* Material for this task
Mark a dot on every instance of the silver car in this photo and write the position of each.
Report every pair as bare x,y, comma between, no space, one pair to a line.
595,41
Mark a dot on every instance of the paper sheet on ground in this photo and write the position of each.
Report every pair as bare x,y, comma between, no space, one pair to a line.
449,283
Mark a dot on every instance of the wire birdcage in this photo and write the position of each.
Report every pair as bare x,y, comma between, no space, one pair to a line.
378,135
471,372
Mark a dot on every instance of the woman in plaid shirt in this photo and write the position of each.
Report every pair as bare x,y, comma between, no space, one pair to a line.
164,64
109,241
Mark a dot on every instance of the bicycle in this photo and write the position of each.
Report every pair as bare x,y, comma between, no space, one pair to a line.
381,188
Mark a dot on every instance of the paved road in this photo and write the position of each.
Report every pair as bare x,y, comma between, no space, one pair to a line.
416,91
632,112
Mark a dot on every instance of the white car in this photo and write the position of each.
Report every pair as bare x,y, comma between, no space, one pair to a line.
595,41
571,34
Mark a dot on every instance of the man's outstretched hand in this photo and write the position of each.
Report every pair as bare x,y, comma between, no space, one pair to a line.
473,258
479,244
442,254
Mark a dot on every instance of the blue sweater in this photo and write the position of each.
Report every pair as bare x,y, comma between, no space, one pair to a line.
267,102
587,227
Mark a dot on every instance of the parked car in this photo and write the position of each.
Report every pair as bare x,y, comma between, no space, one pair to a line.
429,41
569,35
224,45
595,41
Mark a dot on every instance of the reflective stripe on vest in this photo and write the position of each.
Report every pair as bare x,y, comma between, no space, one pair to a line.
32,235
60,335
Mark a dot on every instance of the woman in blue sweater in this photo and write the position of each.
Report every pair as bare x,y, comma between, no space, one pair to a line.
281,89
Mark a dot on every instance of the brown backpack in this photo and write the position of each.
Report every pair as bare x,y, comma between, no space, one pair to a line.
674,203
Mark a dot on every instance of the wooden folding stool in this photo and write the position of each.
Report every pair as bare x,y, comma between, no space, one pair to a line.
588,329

...

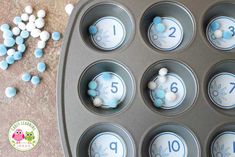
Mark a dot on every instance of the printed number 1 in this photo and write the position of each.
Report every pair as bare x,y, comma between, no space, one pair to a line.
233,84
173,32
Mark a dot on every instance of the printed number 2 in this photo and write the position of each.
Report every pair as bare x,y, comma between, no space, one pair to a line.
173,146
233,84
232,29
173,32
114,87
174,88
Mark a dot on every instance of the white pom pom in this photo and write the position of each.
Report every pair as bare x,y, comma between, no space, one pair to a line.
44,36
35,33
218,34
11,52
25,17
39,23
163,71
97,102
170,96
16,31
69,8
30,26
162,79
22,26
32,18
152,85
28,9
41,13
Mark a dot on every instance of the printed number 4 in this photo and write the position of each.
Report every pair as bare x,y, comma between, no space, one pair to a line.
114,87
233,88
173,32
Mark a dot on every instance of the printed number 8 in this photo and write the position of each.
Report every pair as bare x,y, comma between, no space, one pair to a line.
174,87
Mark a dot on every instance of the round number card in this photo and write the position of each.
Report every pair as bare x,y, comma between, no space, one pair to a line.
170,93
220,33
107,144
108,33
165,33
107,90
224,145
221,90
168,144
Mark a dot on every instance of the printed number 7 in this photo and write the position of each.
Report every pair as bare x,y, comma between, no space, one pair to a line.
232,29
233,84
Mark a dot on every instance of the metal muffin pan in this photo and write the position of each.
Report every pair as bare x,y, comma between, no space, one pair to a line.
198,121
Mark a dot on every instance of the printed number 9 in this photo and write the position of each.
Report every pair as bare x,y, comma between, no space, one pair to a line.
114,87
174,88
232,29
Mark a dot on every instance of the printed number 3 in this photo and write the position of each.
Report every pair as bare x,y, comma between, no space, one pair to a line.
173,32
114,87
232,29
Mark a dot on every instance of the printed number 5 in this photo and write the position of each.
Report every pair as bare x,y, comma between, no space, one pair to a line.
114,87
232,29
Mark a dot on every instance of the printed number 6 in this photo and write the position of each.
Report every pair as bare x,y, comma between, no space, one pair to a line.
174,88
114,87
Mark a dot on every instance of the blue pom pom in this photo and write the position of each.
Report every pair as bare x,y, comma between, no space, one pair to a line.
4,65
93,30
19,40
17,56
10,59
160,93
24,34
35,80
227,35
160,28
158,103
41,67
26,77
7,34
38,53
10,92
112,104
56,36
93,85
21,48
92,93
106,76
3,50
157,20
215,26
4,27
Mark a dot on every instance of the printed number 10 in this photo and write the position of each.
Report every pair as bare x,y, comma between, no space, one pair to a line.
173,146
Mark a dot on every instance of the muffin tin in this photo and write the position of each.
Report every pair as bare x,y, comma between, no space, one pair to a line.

* Brief
Find every line with "woman" in the listing and state how many there are, nothing else.

* Result of the task
2